Rewrite the data below with every "pointer" replaced by "locator" and nothing else changed, leaving the pictures out.

Data entries:
______________________________
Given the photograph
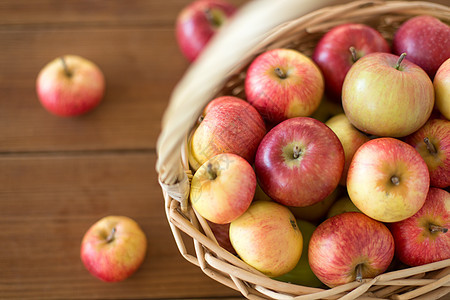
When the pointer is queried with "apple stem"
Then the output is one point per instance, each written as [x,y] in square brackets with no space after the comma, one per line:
[436,228]
[210,171]
[430,147]
[359,272]
[111,235]
[280,73]
[297,152]
[399,61]
[66,68]
[395,180]
[353,52]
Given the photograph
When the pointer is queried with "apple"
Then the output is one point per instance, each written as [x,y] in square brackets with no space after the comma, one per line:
[70,85]
[302,273]
[229,125]
[113,248]
[223,188]
[342,205]
[350,246]
[340,48]
[388,180]
[385,95]
[299,162]
[198,22]
[441,84]
[267,238]
[314,213]
[432,141]
[424,237]
[426,40]
[283,84]
[350,137]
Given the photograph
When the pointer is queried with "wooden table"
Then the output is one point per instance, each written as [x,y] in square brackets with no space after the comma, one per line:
[60,175]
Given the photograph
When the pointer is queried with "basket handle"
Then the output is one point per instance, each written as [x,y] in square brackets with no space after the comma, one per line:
[227,51]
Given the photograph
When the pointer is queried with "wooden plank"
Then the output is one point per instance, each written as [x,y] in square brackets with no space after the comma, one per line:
[106,12]
[48,202]
[141,67]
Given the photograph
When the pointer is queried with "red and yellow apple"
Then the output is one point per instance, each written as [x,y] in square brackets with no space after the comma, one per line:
[113,248]
[267,238]
[223,188]
[283,84]
[388,180]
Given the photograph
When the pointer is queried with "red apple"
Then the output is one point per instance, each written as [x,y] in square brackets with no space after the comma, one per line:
[424,237]
[223,188]
[267,238]
[299,162]
[441,84]
[385,95]
[282,84]
[113,248]
[340,48]
[229,125]
[198,22]
[432,141]
[426,39]
[388,180]
[350,137]
[70,85]
[350,246]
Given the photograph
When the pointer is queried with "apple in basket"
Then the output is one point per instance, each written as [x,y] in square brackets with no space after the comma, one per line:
[198,22]
[441,84]
[424,237]
[230,125]
[223,188]
[299,162]
[113,248]
[426,40]
[385,95]
[388,180]
[350,137]
[267,238]
[432,141]
[350,246]
[70,85]
[340,48]
[282,84]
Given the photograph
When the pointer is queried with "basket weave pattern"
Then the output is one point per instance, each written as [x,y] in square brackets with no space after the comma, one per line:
[301,32]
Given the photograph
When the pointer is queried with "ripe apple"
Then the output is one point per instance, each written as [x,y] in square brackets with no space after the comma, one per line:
[229,125]
[388,180]
[70,85]
[424,237]
[350,246]
[223,188]
[432,141]
[299,162]
[426,40]
[350,137]
[302,273]
[340,48]
[198,22]
[385,95]
[441,84]
[283,84]
[342,205]
[113,248]
[267,238]
[315,212]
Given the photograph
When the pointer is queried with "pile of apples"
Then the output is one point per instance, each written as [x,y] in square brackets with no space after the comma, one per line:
[267,174]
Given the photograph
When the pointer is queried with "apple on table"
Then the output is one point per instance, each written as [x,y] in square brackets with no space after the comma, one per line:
[70,85]
[113,248]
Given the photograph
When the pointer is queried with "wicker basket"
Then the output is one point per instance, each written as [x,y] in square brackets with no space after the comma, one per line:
[259,26]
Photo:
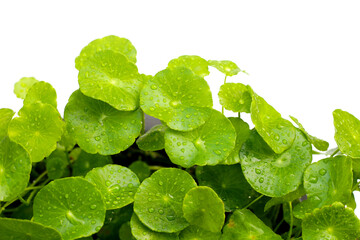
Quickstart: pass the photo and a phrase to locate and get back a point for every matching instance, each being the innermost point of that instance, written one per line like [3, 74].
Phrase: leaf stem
[291, 220]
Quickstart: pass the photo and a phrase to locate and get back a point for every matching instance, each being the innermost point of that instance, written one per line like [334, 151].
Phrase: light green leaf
[5, 117]
[113, 43]
[208, 144]
[23, 85]
[235, 97]
[41, 92]
[277, 132]
[117, 184]
[326, 181]
[197, 233]
[243, 225]
[331, 222]
[109, 76]
[202, 207]
[319, 144]
[158, 201]
[227, 67]
[73, 206]
[197, 64]
[15, 167]
[37, 129]
[178, 97]
[141, 232]
[16, 229]
[347, 133]
[271, 174]
[152, 140]
[99, 128]
[86, 162]
[242, 133]
[229, 183]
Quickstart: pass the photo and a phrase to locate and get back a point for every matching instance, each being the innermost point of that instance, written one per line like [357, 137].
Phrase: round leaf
[113, 43]
[73, 206]
[227, 67]
[242, 133]
[99, 128]
[347, 133]
[178, 97]
[197, 64]
[277, 132]
[23, 85]
[86, 162]
[152, 140]
[326, 181]
[229, 183]
[203, 208]
[158, 201]
[243, 224]
[116, 183]
[141, 232]
[197, 233]
[37, 129]
[16, 229]
[272, 174]
[208, 144]
[235, 97]
[15, 167]
[109, 76]
[41, 92]
[331, 222]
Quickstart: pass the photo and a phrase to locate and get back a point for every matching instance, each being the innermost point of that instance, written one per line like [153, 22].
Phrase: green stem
[291, 220]
[254, 201]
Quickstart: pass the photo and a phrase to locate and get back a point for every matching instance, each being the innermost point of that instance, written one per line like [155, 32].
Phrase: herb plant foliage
[96, 173]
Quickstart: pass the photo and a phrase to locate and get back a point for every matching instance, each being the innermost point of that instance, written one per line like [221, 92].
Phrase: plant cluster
[96, 173]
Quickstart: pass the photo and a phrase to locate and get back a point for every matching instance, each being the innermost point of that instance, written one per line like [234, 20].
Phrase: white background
[303, 57]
______________________________
### COMPLETE OUTPUT:
Given the photograph
When the locator is queried with "apple stem"
Then the output is one point per instance, each written as [x,y] in square brackets with no space after the comma, one per line:
[436,228]
[210,171]
[430,147]
[359,272]
[111,235]
[280,73]
[297,152]
[399,61]
[66,68]
[395,180]
[353,52]
Given the photograph
When the locator is queried with "apple"
Then the output is one point per instance, each written as [x,y] in square brackets with no space after the comma, one per line:
[70,85]
[302,273]
[229,125]
[113,248]
[223,188]
[342,205]
[350,246]
[340,48]
[388,180]
[385,95]
[299,162]
[198,22]
[441,84]
[267,238]
[314,213]
[432,141]
[424,237]
[426,40]
[283,84]
[350,137]
Given the photograph
When the locator is queried with "wooden table"
Then the output is one point per instance, each written as [x,y] in square brackets with no space after the comma, one per line:
[60,175]
Given the photograph
When the locator is queried with "basket handle"
Then the output is one point per instance, each written as [x,y] in square brackets with no space after the comma, one per line:
[227,51]
Given the photograph
When the locator is queried with "wooden plank"
Then the output is one point per instance, each written as [x,y] in square brackets with no space after the comma, one per line:
[106,12]
[48,202]
[141,67]
Given the photograph
When the locator is queried with "red and yellow apple"
Then the output is one point per instance, each written as [x,y] in square brackets with no space after the comma, one per line:
[113,248]
[267,238]
[223,188]
[283,84]
[388,180]
Given the photograph
When the locator is queried with "red apple"
Then the output is one point per instance, each written as [x,y] in square brackets with no space after the comma, one per line:
[424,237]
[223,188]
[267,238]
[299,162]
[441,84]
[385,95]
[282,84]
[113,248]
[340,48]
[229,125]
[198,22]
[432,141]
[426,39]
[388,180]
[350,137]
[70,85]
[350,246]
Given the photograph
When the locator is queried with "apple in basket"
Then the output is one point per instance, each written as [x,y] in square brackets with no space after the comma, one per line:
[198,22]
[441,84]
[424,237]
[230,125]
[223,188]
[299,162]
[113,248]
[426,40]
[385,95]
[388,180]
[350,137]
[267,238]
[432,141]
[350,246]
[70,85]
[340,48]
[282,84]
Given the photograph
When the locator is queried with "basket weave pattern"
Then the output is one point per instance, each written as [x,y] in square brackets with no space after the comma, one per line:
[301,32]
Given the photograph
When the locator is queried with "ripe apple"
Then the output is one point per instance, each written as [x,y] in square brackets with no space after the comma, one per line:
[229,125]
[388,180]
[70,85]
[424,237]
[350,246]
[223,188]
[432,141]
[299,162]
[426,40]
[350,137]
[302,273]
[340,48]
[198,22]
[385,95]
[441,84]
[283,84]
[342,205]
[113,248]
[267,238]
[315,212]
Given the photograph
When the locator is queried with "pile of apples"
Then the output is one point per instance, each written as [x,y] in square brackets with no space after the comma, one per line:
[267,174]
Given the photograph
When the locator is queried with "apple on table"
Then the output is one point per instance, each written as [x,y] in square brackets with no space after the comma, one per line:
[70,85]
[113,248]
Given the photograph
When the locator is queried with "wicker basket"
Then the output is one point per instance, each written as [x,y] in square brackets with no space after the comma, one per line:
[259,26]
Photo:
Quickstart: pass the photo and a phrase to locate and get back a point for every matching instance, each being the innermost point of that instance, written one per line like [3, 74].
Phrase: leaf stem
[291, 220]
Quickstart: pass the photo and a phrase to locate and get back a point for every matching instance, each being the innermost point of that instance, written one per line like [334, 151].
Phrase: light green leaf
[5, 117]
[113, 43]
[208, 144]
[23, 85]
[235, 97]
[41, 92]
[277, 132]
[117, 184]
[326, 181]
[197, 233]
[243, 225]
[331, 222]
[109, 76]
[202, 207]
[319, 144]
[158, 201]
[227, 67]
[73, 206]
[197, 64]
[15, 167]
[37, 129]
[178, 97]
[141, 232]
[16, 229]
[347, 133]
[271, 174]
[152, 140]
[99, 128]
[86, 162]
[242, 133]
[229, 183]
Quickstart: pass the photo and a phrase to locate and get back a point for every matching instance, each being the innermost point of that instance, written one per line like [357, 137].
Phrase: round leaf
[113, 43]
[73, 206]
[227, 67]
[242, 133]
[99, 128]
[347, 133]
[178, 97]
[197, 64]
[277, 132]
[23, 85]
[86, 162]
[152, 140]
[326, 181]
[229, 183]
[203, 208]
[158, 201]
[243, 224]
[116, 183]
[141, 232]
[197, 233]
[37, 129]
[16, 229]
[272, 174]
[208, 144]
[235, 97]
[15, 167]
[109, 76]
[41, 92]
[331, 222]
Quickstart: pass the photo and a phrase to locate and get back a point for every matching instance, each being the innermost point of that instance, written one per line like [153, 22].
Phrase: green stem
[291, 220]
[254, 201]
Quickstart: pass the photo and a phrase to locate and get back a point for every matching instance, each being the innermost point of that instance, written one per line like [155, 32].
Phrase: herb plant foliage
[96, 173]
Quickstart: pass the photo and a phrase to locate and get back a point for every matching instance, each being the innermost point of that instance, written one per line like [221, 92].
Phrase: plant cluster
[96, 173]
Quickstart: pass the photo and a phrase to locate and get back a point for every matching instance, each being the innermost point of that instance, written one per line like [234, 20].
Phrase: white background
[303, 57]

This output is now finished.